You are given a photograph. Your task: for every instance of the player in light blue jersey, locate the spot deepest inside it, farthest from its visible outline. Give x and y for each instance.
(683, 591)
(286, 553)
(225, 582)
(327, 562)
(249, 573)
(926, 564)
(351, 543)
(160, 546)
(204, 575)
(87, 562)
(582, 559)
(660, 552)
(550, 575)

*Work to be completed*. Your reply should consist of the records, copied exactly.

*Result below*.
You are given a photograph. Your task: for every instance of the player in light blue jersey, locate the spot deepest inside it, farthest from its visible outline. Give x and y for each instance.
(683, 591)
(286, 553)
(225, 582)
(327, 562)
(249, 573)
(926, 564)
(351, 543)
(160, 546)
(204, 575)
(87, 562)
(582, 559)
(660, 552)
(550, 575)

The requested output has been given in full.